## Task brief:
Restate all the material verbatim, except for the pictures.

***** Entries shown *****

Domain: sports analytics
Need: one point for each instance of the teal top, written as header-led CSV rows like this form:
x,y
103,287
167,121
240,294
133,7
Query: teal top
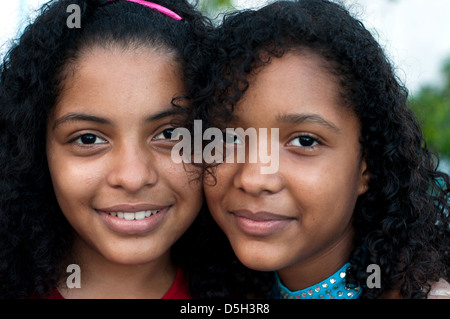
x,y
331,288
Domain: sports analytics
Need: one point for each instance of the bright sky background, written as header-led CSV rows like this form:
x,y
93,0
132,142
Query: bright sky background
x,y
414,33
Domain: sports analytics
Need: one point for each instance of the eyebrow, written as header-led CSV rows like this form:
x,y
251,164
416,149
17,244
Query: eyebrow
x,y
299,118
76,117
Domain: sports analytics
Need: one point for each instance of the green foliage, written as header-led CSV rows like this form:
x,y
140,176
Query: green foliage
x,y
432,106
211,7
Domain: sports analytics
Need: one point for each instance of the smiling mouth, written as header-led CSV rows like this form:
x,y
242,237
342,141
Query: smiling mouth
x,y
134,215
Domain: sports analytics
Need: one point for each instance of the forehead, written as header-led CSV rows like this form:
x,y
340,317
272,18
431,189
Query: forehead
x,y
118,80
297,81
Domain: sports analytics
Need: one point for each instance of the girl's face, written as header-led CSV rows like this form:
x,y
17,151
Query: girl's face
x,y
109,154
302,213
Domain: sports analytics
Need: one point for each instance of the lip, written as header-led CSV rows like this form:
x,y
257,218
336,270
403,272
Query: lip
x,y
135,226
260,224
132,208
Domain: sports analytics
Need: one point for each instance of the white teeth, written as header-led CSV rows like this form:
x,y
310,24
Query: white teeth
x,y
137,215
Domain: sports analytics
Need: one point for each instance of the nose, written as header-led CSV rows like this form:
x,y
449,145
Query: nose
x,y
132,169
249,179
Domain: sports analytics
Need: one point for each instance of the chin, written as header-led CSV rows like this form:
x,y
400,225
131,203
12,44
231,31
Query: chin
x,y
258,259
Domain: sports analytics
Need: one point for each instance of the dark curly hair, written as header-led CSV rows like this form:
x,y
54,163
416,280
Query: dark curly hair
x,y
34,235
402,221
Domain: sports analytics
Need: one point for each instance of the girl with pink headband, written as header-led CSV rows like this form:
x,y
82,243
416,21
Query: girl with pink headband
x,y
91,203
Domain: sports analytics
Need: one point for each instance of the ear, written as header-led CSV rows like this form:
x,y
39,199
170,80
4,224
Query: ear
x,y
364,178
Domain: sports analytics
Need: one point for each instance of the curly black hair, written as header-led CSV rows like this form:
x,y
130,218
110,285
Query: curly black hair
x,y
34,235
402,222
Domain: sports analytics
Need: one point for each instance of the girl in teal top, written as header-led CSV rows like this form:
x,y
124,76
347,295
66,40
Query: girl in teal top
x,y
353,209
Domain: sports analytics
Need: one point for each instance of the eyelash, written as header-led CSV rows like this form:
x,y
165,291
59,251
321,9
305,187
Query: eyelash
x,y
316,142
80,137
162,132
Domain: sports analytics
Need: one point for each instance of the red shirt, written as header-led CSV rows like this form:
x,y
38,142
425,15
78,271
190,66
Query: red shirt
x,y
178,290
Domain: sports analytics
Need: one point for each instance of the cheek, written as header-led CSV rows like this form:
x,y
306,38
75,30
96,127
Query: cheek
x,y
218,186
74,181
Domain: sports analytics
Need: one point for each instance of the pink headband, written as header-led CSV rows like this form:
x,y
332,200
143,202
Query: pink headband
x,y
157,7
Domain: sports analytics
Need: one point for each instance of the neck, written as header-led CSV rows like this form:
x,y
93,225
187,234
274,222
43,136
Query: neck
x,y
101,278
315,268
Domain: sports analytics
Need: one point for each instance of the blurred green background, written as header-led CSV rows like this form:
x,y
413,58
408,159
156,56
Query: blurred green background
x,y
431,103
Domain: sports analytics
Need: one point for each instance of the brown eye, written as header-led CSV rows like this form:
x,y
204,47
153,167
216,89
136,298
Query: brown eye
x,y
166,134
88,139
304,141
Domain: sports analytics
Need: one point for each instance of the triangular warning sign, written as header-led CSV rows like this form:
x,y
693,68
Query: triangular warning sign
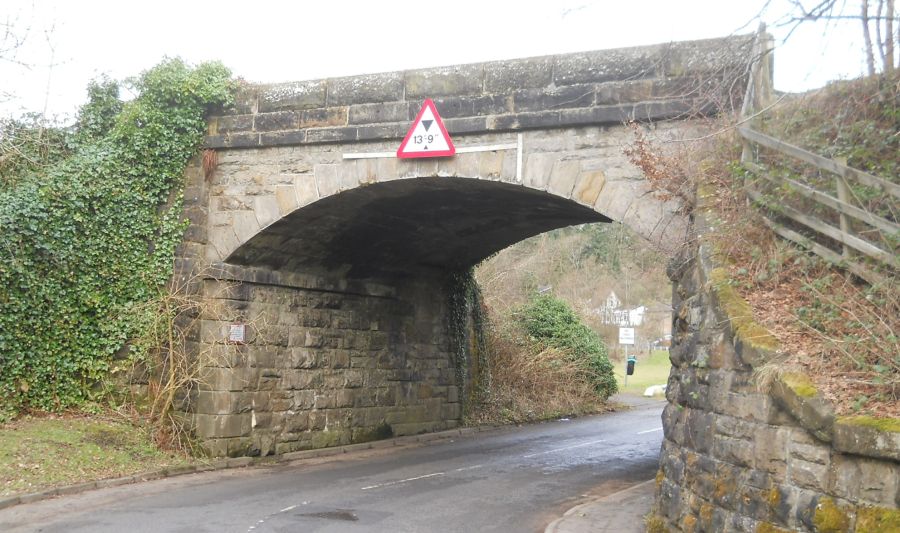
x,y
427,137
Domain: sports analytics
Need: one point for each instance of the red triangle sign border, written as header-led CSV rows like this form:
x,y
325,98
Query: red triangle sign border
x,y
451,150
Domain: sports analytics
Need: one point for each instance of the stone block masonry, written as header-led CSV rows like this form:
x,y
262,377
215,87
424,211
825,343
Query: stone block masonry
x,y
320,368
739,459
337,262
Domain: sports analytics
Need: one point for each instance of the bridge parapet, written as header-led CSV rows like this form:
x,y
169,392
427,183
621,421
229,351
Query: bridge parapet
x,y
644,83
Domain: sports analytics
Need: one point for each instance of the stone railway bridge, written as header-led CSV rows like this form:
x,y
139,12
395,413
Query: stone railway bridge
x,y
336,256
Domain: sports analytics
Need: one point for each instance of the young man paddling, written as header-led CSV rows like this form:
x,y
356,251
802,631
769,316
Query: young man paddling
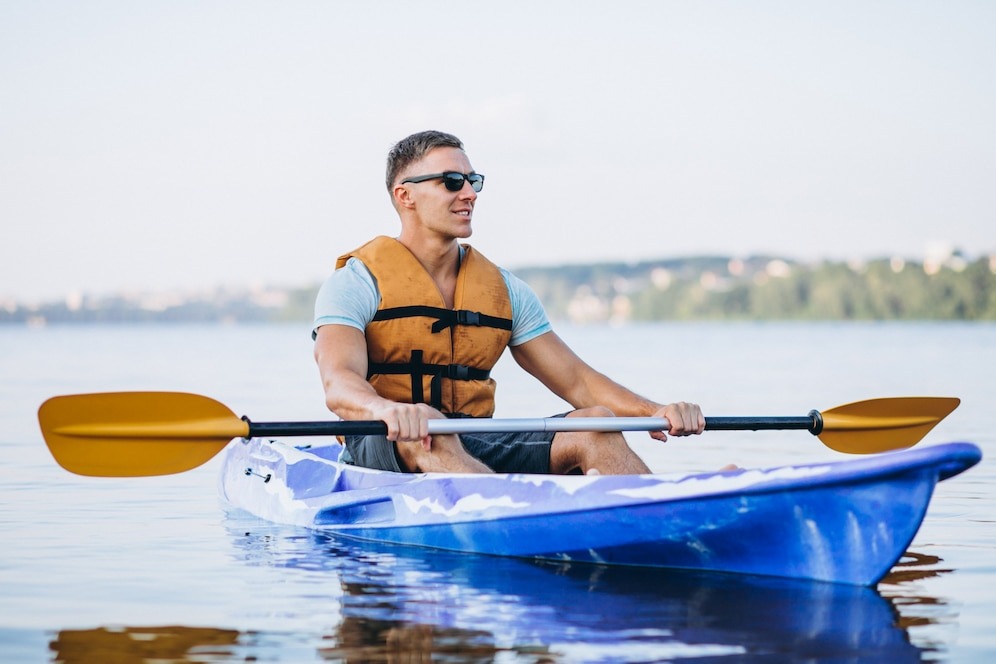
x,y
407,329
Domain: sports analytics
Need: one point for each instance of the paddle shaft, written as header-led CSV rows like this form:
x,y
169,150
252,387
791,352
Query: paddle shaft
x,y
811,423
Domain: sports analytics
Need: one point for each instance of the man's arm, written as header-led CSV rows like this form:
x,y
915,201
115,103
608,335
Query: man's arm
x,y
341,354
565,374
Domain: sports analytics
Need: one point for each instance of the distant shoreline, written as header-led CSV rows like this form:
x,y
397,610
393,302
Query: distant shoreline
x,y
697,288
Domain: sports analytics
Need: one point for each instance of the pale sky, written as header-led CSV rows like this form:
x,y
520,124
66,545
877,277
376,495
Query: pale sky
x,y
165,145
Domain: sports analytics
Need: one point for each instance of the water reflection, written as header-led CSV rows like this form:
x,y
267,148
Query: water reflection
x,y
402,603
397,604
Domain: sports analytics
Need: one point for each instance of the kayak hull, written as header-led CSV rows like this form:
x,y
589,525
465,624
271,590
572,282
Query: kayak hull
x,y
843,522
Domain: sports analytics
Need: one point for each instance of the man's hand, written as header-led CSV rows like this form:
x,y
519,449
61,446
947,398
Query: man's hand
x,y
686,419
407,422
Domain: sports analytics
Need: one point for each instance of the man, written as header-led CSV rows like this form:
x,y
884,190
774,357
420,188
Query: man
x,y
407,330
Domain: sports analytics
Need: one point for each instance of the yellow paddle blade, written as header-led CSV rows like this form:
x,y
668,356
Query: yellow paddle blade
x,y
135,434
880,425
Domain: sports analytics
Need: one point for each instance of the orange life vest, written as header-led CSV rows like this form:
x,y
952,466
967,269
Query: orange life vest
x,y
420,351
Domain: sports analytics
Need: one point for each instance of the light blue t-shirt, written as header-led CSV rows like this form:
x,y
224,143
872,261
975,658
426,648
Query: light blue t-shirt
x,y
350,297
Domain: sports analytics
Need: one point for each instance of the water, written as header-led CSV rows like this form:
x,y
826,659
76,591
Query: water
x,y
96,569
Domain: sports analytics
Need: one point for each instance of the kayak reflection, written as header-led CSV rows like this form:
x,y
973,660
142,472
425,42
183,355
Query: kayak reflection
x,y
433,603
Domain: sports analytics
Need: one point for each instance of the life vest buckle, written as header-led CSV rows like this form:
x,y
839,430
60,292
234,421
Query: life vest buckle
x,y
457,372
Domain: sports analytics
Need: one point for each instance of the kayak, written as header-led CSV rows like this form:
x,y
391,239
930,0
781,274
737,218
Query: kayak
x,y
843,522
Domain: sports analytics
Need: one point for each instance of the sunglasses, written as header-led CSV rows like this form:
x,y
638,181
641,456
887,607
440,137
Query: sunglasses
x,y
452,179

*****

## Response for this exercise:
Domain: sports analytics
Need: one point for each instance of the teal top, written as header-led CSV rows like this form:
x,y
103,287
167,121
240,294
133,7
Query: teal top
x,y
331,288
Domain: sports analytics
Need: one point for each instance of the bright sky background, written as header-led CSV rows like this form:
x,y
93,0
132,142
Query: bright sky background
x,y
414,33
Domain: sports analytics
Need: one point for each instance of the eyebrow, written as header-led CSV rows like this form:
x,y
251,164
416,149
17,244
Query: eyebrow
x,y
299,118
76,117
Domain: sports analytics
Need: one point for each instance of the green foliage, written as header-led CSV rows like this form:
x,y
140,176
Query: green foliage
x,y
432,106
211,7
Domain: sports analytics
Need: one point for each instance of the smiling mouth, written as header-led CSV rows like this form:
x,y
242,237
342,141
Query: smiling mouth
x,y
134,215
Domain: sports analytics
Need: one point for each instance of the forehead, written as header-led CSV rows like this form:
x,y
340,317
272,18
431,189
Query: forehead
x,y
118,80
297,81
Domain: sports analytics
Need: one point for each instance of the girl's face, written as header-led CSV rows like this form:
x,y
17,151
Query: girl's face
x,y
109,154
302,213
Domain: sports analytics
Need: one point for each instance of the lip, written as header-led CSV rows like this form:
x,y
257,218
336,270
403,272
Query: lip
x,y
135,226
260,224
132,208
Domain: sports analytics
Need: one point for each instance of the white teeth, written as header-led CSV rows like this form:
x,y
310,24
Query: white teeth
x,y
137,215
Domain: sports analytics
Need: one point for each instance of the nose, written as header-led CSV rows like this form:
x,y
449,145
Query: nose
x,y
132,169
249,179
Domain: sports analytics
Need: one point for each instance of the chin, written as header-led CSV rows like this form:
x,y
400,225
131,203
12,44
231,31
Query: chin
x,y
258,259
Domain: sports analytics
Need: one point for each instance of the dark curly hair, written as header-led CSV rows like this form:
x,y
54,163
416,280
Query: dark curly hair
x,y
34,235
402,221
Domain: sports analytics
Need: one point for each instance of the girl with pink headband, written as header-led CSV rows like this form:
x,y
82,243
416,21
Query: girl with pink headband
x,y
91,203
Domain: sports analytics
Need: one point for each instance of the ear, written as header-led CSV rows like this form:
x,y
39,199
170,80
4,224
Query: ear
x,y
364,178
Domain: sports analytics
Need: one point for each instance of the curly black hair, written as header-led CSV rows like this form:
x,y
130,218
110,285
Query: curly black hair
x,y
34,235
402,222
Domain: sports analytics
Need: one point for each instance of the girl in teal top, written as header-led CSV rows like this form:
x,y
124,76
347,295
66,40
Query: girl in teal top
x,y
353,209
Domain: sports analytics
Need: one point for each instance of the eyelash, written as header-led CSV rows like this form:
x,y
165,291
59,251
321,9
305,187
Query: eyelash
x,y
316,142
80,137
162,132
Domain: sports analytics
Need: one point for each instance of the red shirt, written as header-led CSV rows like this form:
x,y
38,142
425,15
78,271
190,66
Query: red shirt
x,y
178,290
Domain: sports analytics
Need: one point for each instance of the cheek, written as header-led CSV rows like this form:
x,y
306,38
75,30
96,127
Query: cheek
x,y
218,186
74,181
Domain: sports analytics
Need: one point for each instance of the pink headband, written as header-led CSV rows like this form:
x,y
332,200
143,202
Query: pink headband
x,y
157,7
Domain: sports analytics
Need: one point for each instance of the neck, written as header-led CSV rows like this form:
x,y
93,225
187,234
274,222
43,136
Query: neck
x,y
101,278
315,268
Domain: sports analytics
Need: one point for each instance of the blurred green background, written as header-led CSV rows like this form:
x,y
413,58
408,159
156,56
Query: blurred green background
x,y
431,103
Domain: sports analytics
Need: one point for each instance of the brown eye, written as header-led CSV rows like this form:
x,y
204,47
153,167
216,89
136,298
Query: brown eye
x,y
166,134
88,139
304,141
Domain: sports analytics
Need: one point for each instance of the triangular warning sign, written as header-led CSV rows like this form:
x,y
693,68
Query: triangular warning sign
x,y
427,137
Domain: sports analytics
Need: one point for each instance of the red triangle sign border, written as header-led CSV rows like this form:
x,y
325,98
Query: red triangle sign border
x,y
451,150
Domain: sports analytics
Need: one point for each instance of the stone block masonry, written as header-led CSV rows like this form:
x,y
262,377
215,87
424,211
825,343
Query: stone block masonry
x,y
320,368
739,459
337,262
Domain: sports analytics
Need: one point for each instance of the bridge parapet, written as header-led CSV rows like this form:
x,y
169,392
427,183
621,421
229,351
Query: bridge parapet
x,y
644,83
Domain: sports analytics
Need: one point for each instance of the stone railway bridge, written as header-led CSV rows like this form:
x,y
139,12
395,413
Query: stone railway bridge
x,y
336,256
Domain: sports analytics
Need: one point for each instance of the young man paddling, written as header-led CSV rows like this form:
x,y
356,251
802,631
769,316
Query: young man paddling
x,y
407,329
Domain: sports analytics
Need: one point for each instance of the paddle shaft, written as header-led CSV rows like this form:
x,y
169,150
252,387
791,352
Query: paddle shaft
x,y
811,423
Domain: sports analytics
Need: one point for each instance of the man's arm, written as header-led CSV rows like this form:
x,y
915,201
115,103
608,335
Query: man's arm
x,y
341,354
565,374
Domain: sports analytics
Need: one point for each instance of the distant shoreline, written as header-led CSV rows like this form:
x,y
397,610
393,302
Query: distant shoreline
x,y
697,288
Domain: sports analytics
Need: one point for each instance of the pale sky, written as header-led CSV rows like this form:
x,y
520,124
66,545
877,277
376,495
Query: pale sky
x,y
165,145
Domain: sports analytics
Need: one point for each instance of the water reflection, written as header-led CSV rows like this form:
x,y
267,148
Query: water reflection
x,y
402,603
397,604
Domain: sports analytics
Need: one point for each instance of the kayak hull, written as header-led CSV rows like this form:
x,y
589,525
465,624
271,590
572,282
Query: kayak hull
x,y
843,522
Domain: sports analytics
Need: one point for each instance of the man's hand, written as header-led CSV rows like this form:
x,y
519,449
61,446
947,398
Query: man's hand
x,y
686,419
407,422
Domain: sports analytics
Need: one point for each instance of the man, written as header-led CSV rows like this form:
x,y
884,190
774,357
420,188
Query: man
x,y
407,330
Domain: sports analytics
Need: one point for each instance of the yellow paddle blade, written as header-led CSV rows like this form:
x,y
668,356
Query: yellow paddle blade
x,y
135,434
880,425
Domain: sports analytics
Need: one point for each instance of the orange life vest, written as header-led CSV rows like this form:
x,y
952,466
967,269
Query: orange life vest
x,y
420,351
Domain: sports analytics
Need: one point for each instance of the light blue t-shirt, written as header-led CSV rows like this form:
x,y
224,143
872,261
975,658
426,648
Query: light blue t-shirt
x,y
350,297
Domain: sports analytics
Need: one point for each instance of the water, written as header-led CSV rows like this form:
x,y
826,659
76,591
Query: water
x,y
96,569
Domain: sports analytics
Need: one point for each instance of the kayak reflection, written as header-led CSV rows like this form:
x,y
973,660
142,472
425,42
183,355
Query: kayak reflection
x,y
433,603
Domain: sports analytics
Need: one point for each instance of the life vest buckle, written as header-led CSV rows like this form:
x,y
839,430
60,292
234,421
Query: life vest buckle
x,y
457,372
Domain: sports analytics
Need: one point for each instance of the kayak, written as header-led CSV rows like this form:
x,y
391,239
930,0
781,274
737,218
Query: kayak
x,y
843,522
Domain: sports analytics
Need: one point for each instance of the sunglasses, written as header-led CSV rows like this form:
x,y
638,181
641,456
887,607
440,137
Query: sunglasses
x,y
452,179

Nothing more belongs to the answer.